Start of DATA TO USE

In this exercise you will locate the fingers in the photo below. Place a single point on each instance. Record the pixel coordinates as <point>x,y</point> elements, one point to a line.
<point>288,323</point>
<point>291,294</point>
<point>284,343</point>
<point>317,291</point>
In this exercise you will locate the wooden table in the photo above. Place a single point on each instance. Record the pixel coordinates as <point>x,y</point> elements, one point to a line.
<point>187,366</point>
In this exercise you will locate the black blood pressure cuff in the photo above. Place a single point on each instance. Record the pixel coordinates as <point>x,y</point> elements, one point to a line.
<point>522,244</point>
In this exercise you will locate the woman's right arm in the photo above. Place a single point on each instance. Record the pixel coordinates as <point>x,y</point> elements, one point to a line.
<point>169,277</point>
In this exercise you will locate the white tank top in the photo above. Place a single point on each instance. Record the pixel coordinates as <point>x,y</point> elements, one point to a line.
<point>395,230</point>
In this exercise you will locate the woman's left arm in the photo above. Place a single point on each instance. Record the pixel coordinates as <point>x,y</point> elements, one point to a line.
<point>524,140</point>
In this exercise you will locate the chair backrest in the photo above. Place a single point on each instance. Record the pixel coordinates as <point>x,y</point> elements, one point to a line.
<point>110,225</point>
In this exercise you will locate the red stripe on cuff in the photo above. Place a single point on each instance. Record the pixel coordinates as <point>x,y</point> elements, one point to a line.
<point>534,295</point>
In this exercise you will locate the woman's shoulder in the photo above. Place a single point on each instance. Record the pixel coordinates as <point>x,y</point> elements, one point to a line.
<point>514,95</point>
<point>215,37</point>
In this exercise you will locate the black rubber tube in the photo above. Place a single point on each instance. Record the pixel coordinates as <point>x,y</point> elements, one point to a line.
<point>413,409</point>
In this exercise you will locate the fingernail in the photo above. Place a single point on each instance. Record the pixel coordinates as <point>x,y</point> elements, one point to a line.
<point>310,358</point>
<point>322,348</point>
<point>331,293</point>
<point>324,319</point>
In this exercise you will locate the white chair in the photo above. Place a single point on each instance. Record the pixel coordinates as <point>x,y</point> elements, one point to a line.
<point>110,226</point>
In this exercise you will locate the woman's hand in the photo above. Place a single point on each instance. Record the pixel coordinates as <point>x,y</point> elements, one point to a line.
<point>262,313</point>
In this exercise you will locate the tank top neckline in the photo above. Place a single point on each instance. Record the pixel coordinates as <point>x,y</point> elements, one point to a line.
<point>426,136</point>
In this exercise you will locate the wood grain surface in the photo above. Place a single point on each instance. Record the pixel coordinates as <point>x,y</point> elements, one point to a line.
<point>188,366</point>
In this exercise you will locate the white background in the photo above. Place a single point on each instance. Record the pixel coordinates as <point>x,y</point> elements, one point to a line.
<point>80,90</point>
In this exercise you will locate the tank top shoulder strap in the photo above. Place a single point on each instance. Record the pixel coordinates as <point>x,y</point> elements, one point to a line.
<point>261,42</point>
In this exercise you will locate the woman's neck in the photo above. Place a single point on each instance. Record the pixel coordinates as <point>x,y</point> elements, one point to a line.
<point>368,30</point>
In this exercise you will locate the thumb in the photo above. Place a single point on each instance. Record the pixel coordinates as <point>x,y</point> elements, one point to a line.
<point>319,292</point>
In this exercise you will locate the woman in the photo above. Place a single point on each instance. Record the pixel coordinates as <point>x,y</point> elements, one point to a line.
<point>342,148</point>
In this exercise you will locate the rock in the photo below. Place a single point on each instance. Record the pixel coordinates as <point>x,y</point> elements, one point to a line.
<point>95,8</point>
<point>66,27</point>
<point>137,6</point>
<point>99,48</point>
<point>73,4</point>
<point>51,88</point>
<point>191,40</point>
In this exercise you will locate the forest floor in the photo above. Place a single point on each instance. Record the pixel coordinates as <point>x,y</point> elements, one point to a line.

End of DATA TO USE

■ **WRITTEN INSTRUCTION**:
Extract every line from the one containing "In this exercise you will locate the white background" through the last line of the data, inclusive, exactly as written.

■ **SOLUTION FOR THIS PROBLEM**:
In this exercise you will locate the white background in the photo above. Place a single point on each instance. Record the pixel coordinates as <point>x,y</point> elements, one point to a line.
<point>80,90</point>
In this exercise you will locate the tank top shoulder strap in the photo above. Place a single point on each instance. Record the pixel coordinates as <point>x,y</point> elements, one point to a line.
<point>261,42</point>
In this exercise you will locate the woman's neck in the photo above. Place a single point on each instance. Record the pixel coordinates as <point>x,y</point> elements, one point to a line.
<point>368,30</point>
In this exercise you will locate the thumb in the photo above. Place a single point on each instance. Record the pixel coordinates as <point>x,y</point> elements, one point to a line.
<point>319,292</point>
In this exercise you will locate the woman in the photo above. Place a single point on each instance. Record the pixel coordinates as <point>x,y</point> elements, one point to a line.
<point>342,148</point>
In this exercise you will locate the rock in the photo below. Place a single point on each instance. Record the pixel coordinates as <point>x,y</point> elements, one point to a line.
<point>95,8</point>
<point>66,27</point>
<point>137,6</point>
<point>99,48</point>
<point>73,4</point>
<point>51,88</point>
<point>191,40</point>
In this exercise you will locate the forest floor in the photo above. Place a single point on each instance. Record the pixel coordinates as <point>x,y</point> elements, one point to a line.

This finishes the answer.